:: Record excerpts ::

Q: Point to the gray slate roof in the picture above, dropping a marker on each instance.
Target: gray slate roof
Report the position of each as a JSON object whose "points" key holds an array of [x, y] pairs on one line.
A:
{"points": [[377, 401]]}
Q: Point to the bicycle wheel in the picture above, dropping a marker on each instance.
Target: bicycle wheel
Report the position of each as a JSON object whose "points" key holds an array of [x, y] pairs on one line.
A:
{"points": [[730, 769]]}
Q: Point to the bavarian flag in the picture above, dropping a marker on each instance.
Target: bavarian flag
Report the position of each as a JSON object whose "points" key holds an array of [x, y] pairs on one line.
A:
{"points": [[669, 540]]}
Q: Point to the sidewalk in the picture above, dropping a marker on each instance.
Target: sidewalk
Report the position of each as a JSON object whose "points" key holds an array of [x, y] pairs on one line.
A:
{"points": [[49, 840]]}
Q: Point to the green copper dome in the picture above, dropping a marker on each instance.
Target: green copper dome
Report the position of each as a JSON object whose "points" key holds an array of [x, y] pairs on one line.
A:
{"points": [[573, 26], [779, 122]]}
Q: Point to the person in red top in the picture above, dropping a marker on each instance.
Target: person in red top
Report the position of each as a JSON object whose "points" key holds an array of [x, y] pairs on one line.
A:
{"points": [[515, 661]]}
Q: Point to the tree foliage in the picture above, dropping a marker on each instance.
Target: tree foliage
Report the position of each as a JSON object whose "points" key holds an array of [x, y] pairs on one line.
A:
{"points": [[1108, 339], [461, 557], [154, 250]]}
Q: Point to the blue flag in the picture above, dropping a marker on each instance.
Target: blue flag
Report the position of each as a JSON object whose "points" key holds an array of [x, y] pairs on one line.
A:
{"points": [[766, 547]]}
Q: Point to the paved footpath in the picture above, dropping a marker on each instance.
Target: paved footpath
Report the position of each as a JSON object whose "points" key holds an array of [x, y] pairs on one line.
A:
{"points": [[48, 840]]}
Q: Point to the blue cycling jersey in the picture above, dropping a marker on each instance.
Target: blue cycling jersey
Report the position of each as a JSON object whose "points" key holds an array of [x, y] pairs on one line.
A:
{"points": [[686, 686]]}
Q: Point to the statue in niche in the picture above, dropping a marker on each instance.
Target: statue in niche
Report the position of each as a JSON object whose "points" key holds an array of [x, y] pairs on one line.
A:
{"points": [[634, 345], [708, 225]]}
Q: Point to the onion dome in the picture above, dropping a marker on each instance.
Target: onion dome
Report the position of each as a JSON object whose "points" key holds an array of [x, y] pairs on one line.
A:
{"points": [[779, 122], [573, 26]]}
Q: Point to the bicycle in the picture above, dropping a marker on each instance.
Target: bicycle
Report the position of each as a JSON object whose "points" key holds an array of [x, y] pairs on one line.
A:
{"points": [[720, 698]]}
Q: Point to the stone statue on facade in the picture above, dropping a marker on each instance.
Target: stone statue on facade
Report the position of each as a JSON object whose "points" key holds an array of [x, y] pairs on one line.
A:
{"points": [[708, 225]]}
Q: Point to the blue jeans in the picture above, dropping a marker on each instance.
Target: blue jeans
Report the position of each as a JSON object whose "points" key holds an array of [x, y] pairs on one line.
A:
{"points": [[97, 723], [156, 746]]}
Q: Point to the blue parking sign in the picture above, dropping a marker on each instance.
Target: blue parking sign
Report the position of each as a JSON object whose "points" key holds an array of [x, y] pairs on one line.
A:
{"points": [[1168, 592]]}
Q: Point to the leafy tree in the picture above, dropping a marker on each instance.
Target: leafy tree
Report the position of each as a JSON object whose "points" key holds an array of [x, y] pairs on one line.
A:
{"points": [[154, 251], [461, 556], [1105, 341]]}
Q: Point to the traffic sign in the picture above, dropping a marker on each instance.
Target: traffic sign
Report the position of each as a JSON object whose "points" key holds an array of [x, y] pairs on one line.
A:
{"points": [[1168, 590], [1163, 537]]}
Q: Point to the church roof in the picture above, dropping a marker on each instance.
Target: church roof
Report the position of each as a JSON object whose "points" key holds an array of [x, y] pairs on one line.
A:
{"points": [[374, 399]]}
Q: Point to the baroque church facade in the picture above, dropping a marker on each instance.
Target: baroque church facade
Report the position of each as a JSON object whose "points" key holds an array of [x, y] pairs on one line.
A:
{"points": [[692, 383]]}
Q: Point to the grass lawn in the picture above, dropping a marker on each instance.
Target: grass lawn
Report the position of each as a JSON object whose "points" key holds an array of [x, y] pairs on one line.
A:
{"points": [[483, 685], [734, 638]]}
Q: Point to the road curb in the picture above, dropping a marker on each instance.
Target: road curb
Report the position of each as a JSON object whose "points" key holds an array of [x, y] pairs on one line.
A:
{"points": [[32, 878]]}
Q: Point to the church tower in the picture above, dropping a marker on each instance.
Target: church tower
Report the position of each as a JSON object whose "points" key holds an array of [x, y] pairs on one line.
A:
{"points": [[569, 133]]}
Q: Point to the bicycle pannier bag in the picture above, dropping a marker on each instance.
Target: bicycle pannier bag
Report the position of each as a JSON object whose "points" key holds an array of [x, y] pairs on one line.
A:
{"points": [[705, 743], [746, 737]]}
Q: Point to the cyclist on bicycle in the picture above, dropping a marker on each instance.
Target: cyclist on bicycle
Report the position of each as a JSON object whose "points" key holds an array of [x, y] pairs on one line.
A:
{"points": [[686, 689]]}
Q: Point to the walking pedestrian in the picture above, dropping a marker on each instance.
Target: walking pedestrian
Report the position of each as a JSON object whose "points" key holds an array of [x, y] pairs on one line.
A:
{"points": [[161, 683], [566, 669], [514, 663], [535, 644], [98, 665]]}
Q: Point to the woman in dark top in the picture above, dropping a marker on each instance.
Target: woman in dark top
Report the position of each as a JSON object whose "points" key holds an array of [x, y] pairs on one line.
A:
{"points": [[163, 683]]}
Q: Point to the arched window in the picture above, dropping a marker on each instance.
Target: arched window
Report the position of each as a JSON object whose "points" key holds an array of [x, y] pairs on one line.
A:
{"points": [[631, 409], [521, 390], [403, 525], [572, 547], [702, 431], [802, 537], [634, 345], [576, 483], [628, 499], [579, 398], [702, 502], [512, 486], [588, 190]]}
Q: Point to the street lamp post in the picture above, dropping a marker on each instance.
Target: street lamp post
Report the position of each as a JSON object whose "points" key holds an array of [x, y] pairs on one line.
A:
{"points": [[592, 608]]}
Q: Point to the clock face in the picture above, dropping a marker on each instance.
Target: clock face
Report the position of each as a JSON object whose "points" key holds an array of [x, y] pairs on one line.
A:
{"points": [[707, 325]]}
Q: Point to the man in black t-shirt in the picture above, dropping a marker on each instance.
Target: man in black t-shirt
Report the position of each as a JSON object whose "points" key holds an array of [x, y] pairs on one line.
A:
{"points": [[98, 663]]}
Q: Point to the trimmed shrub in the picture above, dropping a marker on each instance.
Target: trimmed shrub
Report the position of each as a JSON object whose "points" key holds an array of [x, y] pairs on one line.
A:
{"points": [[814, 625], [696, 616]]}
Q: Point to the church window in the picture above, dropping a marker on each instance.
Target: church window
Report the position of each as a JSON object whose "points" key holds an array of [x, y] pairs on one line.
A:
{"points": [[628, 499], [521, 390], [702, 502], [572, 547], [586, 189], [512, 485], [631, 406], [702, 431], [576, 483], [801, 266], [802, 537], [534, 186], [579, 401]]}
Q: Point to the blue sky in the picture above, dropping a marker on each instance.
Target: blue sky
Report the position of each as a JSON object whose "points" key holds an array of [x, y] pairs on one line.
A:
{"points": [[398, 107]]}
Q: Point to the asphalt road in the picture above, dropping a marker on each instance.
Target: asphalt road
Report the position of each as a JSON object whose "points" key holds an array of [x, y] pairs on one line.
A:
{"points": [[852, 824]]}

:::
:: Record excerpts ::

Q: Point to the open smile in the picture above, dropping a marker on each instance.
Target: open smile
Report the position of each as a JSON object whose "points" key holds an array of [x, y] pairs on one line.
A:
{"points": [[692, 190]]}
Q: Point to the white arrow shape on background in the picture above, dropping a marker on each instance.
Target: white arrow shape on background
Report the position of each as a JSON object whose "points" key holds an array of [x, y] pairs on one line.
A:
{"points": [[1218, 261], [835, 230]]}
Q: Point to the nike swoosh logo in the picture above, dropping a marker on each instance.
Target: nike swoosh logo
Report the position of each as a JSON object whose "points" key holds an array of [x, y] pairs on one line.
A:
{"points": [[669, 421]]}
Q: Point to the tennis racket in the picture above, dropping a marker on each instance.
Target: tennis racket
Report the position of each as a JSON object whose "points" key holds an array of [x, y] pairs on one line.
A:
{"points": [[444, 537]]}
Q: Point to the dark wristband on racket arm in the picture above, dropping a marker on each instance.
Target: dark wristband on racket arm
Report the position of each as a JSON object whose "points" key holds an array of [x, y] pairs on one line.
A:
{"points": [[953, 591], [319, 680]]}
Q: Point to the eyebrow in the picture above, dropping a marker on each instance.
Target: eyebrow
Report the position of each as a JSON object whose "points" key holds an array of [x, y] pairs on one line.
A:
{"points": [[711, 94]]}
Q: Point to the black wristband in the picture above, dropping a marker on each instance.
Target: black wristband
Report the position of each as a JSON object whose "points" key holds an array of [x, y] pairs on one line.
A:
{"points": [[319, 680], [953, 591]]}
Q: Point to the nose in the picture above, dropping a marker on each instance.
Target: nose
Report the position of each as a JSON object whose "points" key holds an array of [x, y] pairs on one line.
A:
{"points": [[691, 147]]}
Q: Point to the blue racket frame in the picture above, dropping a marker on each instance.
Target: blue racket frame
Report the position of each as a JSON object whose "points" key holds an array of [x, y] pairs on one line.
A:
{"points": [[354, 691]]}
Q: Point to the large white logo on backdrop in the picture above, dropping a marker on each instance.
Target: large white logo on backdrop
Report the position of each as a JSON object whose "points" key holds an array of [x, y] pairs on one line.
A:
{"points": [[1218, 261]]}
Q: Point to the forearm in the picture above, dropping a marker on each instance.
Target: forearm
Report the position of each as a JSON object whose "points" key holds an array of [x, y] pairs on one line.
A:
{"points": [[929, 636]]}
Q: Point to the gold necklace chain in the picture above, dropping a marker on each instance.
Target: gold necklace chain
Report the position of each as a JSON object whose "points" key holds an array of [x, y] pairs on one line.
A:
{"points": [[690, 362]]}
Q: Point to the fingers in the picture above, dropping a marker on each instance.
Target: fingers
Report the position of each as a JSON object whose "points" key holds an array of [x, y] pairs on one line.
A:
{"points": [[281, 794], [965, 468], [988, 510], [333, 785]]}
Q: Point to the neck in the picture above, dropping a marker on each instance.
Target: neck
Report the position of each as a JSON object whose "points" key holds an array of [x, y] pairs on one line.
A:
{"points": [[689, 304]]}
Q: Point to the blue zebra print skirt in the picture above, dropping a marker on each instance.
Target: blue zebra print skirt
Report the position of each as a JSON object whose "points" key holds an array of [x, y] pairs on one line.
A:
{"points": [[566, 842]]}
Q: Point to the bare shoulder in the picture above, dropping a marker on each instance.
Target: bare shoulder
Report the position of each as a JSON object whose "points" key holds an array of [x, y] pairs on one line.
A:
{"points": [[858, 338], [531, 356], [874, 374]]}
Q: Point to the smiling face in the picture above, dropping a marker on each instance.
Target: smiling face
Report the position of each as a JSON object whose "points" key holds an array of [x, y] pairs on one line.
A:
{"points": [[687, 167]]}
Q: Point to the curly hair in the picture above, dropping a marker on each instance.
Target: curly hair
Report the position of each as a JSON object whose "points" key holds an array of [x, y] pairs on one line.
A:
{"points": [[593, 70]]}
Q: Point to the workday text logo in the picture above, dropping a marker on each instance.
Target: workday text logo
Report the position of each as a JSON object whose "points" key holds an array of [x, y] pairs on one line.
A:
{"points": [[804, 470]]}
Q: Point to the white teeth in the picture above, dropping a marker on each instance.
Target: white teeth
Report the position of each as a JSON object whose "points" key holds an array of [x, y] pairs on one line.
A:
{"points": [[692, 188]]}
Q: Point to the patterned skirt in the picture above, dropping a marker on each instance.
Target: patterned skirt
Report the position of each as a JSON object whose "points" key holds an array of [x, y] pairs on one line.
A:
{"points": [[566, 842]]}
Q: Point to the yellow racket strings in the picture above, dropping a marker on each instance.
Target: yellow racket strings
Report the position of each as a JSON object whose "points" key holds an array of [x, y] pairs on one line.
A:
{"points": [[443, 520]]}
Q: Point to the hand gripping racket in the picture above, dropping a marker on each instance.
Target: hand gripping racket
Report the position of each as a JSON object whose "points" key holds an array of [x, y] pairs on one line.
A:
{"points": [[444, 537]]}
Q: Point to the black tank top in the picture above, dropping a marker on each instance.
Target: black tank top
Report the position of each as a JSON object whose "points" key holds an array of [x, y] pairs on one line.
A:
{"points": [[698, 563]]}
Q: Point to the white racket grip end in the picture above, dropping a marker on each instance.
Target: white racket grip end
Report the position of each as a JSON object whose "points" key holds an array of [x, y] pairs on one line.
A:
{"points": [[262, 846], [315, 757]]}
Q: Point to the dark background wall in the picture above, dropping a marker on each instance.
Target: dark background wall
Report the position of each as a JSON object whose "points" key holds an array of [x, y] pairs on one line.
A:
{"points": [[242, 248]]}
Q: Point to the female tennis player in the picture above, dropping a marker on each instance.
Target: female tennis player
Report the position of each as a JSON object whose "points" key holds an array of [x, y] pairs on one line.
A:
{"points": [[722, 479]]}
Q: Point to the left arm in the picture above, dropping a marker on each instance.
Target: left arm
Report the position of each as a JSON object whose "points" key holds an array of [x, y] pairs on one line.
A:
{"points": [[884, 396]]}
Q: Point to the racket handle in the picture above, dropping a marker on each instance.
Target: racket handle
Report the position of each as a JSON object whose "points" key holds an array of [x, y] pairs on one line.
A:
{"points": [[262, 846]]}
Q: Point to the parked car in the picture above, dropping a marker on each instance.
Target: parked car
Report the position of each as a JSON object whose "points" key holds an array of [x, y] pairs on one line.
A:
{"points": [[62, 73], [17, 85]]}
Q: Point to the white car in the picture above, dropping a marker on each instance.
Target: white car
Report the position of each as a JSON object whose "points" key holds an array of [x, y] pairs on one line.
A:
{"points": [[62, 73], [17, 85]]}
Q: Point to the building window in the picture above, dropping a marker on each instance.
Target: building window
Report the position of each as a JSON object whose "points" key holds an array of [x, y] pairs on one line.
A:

:::

Brief:
How many lines in the data above contain the word "onion"? Case counts. Reply with the number only.

Written reply:
2